What to produce –
Answer these questions using the opinion piece on the contest for the Pacific, one line each:
(a) Which countries does the opinion piece name as stops on Wang Yi's recent visits?
(b) How many Pacific Island nations would the proposed "policing" deal cover?
(c) Which territory does the opinion piece say the United States held only until after World War II?

Excerpted text –
• • • • • • •

Opinion | The great contest for the Pacific
By Tom Fowdy
China's foreign minister Wang Yi is pursuing a diplomatic blitz on the island nations of the Pacific. These archipelagos, consisting of him some of the smallest and least populated nations in the world, have been increasingly courting China as a partner for their own development. Over the past few days, this has involved a visit to the Solomon Islands, Kiribati and Fiji amongst others. Of course, this hasn't been without "controversy", much has been made in the western press of China's recently signed "Security Deal" with the Solomon Islands, as well as proposals to initiate a "policing" deal throughout 8 Pacific Island nations as a whole.
The governments of the United States and Australia in particular have met these developments, not as bilateral partnerships between the countries in question and China, but have sought to spin them very aggressively in the discourse of a "China threat". Beijing is accused of seeking to develop a military base in the Solomon Islands, without substantiative evidence, and articles in Australia's press even touted the idea of regime change. But why is this in fact so controversial?
The reason is because Australia and the United States deem these countries to be a "strategic backyard", holding a condescending, paternalistic and elitist attitude towards the Polynesian and Melanesian peoples, and subsequently envisioning it as a frontier of their confrontation with China. Beginning in the 19th century, American foreign policy has pursued a goal of sustaining hegemony over the entire Pacific, of which it sees dominance as crucial to its economic, strategic and political interests. The ocean constitutes a critical juncture between the "East" and "Western" hemispheres, and it is judged by America that if its influence is not moving across the ocean unfettered, then that of rival powers is in fact coming the other way.
As a result, the United States aggressively annexed territory throughout the region in order to garnish military supremacy. This has included Hawaii, Guam, American Samoa, the Northern Mariana Islands, the Marshall Islands, and until after World War II, the Philippines. The war itself also saw an effective struggle for hegemony over that region, with the United States prevailing over the Empire of Japan in the "island-hopping" race. The conflict also cemented Australia as America's primary military vanguard in that region, transitioning from the British Empire to the new US hegemonic order. Thus, the United States had built an entire network of states and clients in order to contain the USSR and protect the American homeland.

• • • • • • •

Data section –
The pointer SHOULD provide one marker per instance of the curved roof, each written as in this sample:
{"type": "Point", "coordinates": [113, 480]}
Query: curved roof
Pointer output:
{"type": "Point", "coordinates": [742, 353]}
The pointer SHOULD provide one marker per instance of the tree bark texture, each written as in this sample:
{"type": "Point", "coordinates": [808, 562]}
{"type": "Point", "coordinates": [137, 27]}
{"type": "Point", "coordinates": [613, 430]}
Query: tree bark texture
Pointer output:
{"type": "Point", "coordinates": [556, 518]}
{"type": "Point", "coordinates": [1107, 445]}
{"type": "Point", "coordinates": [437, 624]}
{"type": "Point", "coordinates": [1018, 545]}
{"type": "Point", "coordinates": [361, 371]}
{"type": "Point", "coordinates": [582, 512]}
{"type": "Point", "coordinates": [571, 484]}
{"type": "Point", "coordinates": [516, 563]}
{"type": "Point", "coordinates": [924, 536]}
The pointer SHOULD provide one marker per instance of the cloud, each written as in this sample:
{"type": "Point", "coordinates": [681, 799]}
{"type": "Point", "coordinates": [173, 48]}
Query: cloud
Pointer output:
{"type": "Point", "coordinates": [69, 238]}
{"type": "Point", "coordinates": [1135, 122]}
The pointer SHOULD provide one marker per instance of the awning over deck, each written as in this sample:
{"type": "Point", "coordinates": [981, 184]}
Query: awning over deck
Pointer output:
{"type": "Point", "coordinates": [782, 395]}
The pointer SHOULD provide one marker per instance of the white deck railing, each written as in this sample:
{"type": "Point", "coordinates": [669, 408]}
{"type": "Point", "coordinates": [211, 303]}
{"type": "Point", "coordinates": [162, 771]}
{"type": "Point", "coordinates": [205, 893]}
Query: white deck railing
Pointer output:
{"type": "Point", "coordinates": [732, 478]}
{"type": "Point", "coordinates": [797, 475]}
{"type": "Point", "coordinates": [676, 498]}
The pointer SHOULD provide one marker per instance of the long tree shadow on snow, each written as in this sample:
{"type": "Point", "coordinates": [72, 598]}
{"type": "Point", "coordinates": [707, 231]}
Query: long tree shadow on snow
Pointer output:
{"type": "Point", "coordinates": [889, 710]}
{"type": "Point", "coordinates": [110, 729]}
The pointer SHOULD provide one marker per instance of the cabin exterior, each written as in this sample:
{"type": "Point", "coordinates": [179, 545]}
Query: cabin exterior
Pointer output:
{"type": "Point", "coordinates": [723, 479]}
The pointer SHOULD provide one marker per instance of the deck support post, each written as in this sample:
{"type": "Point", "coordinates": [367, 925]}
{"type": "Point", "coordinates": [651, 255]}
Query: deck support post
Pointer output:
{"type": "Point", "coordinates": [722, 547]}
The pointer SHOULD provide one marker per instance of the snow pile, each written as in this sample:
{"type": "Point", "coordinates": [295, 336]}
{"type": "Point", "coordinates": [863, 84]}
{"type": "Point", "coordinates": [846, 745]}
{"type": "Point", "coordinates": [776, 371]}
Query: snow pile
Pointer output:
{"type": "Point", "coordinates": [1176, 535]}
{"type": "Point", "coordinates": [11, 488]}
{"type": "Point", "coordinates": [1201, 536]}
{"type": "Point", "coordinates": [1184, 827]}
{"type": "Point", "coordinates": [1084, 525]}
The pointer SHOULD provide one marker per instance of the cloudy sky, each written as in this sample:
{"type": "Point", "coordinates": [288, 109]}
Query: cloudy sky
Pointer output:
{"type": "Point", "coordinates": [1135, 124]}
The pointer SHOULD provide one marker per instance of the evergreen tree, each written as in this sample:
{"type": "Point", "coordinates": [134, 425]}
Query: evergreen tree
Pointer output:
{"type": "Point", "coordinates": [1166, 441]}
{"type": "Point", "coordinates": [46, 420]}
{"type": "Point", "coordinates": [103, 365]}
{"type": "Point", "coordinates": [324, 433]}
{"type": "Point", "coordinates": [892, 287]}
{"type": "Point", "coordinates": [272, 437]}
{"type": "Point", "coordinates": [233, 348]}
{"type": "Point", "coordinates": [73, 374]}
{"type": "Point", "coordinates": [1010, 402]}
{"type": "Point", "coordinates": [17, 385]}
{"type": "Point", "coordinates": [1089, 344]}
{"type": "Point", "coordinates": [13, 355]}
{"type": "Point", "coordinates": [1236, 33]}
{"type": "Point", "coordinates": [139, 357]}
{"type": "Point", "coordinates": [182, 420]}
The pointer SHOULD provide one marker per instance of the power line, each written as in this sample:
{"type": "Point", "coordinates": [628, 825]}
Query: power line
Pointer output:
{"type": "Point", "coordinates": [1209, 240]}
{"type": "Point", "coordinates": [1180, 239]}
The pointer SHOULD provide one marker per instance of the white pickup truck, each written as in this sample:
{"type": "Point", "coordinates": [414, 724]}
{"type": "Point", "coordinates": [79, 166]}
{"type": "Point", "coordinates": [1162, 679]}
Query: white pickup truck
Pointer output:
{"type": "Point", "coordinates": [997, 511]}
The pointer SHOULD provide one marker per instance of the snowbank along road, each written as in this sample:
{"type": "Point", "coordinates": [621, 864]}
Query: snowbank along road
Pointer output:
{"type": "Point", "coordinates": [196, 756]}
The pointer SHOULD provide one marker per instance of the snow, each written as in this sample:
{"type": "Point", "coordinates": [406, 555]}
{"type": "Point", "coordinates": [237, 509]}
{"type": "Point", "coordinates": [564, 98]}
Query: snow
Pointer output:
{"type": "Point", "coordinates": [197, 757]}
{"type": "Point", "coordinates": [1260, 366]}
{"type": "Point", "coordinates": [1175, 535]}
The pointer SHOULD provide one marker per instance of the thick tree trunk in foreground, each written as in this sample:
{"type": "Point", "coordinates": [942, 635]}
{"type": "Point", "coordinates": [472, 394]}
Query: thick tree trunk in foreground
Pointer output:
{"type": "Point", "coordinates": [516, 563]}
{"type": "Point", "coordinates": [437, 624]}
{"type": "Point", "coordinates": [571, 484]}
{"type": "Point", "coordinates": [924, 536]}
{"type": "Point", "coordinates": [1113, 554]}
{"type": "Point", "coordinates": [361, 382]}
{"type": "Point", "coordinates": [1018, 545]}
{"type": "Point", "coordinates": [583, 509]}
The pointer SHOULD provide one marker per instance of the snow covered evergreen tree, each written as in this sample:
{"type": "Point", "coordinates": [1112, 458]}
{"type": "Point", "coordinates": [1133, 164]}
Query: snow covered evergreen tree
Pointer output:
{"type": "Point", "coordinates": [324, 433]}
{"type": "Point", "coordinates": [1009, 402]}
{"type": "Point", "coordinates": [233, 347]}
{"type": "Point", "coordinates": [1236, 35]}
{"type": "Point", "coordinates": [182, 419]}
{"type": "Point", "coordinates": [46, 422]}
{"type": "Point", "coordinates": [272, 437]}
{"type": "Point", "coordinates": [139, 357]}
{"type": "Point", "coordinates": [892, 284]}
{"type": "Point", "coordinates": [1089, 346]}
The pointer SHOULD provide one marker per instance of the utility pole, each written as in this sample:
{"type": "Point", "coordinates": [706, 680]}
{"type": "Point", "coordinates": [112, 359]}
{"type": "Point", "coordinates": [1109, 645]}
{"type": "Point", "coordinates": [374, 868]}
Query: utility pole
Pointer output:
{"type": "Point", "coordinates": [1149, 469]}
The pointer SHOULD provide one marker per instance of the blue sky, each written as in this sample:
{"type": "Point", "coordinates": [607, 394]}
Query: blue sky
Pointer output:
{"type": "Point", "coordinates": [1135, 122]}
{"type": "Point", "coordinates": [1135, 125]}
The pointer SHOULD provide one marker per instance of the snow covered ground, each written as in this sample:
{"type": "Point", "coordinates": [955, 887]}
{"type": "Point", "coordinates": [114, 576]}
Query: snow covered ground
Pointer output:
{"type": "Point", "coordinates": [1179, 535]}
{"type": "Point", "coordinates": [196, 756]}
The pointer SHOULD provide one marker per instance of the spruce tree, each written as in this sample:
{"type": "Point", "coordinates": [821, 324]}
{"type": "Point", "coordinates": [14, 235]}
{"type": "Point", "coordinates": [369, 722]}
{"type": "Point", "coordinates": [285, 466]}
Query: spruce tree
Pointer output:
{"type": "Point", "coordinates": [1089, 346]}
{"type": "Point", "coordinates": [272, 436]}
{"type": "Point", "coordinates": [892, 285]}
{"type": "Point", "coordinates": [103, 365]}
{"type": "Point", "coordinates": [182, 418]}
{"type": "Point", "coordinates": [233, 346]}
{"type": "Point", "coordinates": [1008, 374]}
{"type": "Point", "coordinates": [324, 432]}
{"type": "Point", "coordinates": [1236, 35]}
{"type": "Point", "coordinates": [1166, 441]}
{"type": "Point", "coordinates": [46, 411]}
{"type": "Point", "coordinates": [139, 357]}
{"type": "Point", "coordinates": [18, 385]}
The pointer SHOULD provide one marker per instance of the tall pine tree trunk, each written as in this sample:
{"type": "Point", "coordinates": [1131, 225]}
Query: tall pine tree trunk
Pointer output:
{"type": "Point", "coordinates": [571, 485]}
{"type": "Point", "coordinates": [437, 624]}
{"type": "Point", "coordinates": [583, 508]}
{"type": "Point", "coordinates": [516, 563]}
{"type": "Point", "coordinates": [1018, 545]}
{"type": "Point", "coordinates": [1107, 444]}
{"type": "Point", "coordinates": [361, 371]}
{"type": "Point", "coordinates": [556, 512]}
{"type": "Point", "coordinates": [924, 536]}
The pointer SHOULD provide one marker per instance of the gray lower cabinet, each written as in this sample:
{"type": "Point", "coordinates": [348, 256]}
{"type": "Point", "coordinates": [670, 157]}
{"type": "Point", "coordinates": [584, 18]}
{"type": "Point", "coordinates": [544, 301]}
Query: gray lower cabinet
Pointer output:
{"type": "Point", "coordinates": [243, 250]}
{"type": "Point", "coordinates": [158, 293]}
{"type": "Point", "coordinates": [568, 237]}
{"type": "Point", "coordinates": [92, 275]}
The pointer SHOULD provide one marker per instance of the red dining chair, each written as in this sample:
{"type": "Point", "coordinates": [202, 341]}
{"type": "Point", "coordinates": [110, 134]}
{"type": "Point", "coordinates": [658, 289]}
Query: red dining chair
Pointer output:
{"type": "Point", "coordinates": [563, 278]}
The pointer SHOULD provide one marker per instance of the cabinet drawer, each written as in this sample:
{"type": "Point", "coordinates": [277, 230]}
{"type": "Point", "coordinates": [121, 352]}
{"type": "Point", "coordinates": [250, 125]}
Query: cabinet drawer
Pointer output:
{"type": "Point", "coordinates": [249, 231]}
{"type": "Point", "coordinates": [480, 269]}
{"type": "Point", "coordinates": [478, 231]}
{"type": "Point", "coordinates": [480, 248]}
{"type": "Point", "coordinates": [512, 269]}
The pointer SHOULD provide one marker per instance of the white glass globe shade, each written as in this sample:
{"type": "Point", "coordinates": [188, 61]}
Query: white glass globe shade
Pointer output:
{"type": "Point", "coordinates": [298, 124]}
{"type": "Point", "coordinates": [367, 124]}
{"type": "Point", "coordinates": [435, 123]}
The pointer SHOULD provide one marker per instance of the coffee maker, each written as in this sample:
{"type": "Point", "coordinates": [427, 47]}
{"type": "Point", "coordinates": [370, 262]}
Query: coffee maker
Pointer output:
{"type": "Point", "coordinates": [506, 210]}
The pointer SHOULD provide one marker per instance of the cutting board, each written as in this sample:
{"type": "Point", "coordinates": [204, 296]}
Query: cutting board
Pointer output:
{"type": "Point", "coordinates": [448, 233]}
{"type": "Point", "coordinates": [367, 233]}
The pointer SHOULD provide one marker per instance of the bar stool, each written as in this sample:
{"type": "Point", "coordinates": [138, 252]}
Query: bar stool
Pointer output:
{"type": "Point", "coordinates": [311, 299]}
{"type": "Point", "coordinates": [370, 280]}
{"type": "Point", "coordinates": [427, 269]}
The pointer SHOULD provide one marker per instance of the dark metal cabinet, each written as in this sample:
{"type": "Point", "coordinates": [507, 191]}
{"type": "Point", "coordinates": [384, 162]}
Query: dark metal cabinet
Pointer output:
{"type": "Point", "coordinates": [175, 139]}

• • • • • • •

Response to the task –
(a) The Solomon Islands, Kiribati and Fiji.
(b) Eight.
(c) The Philippines.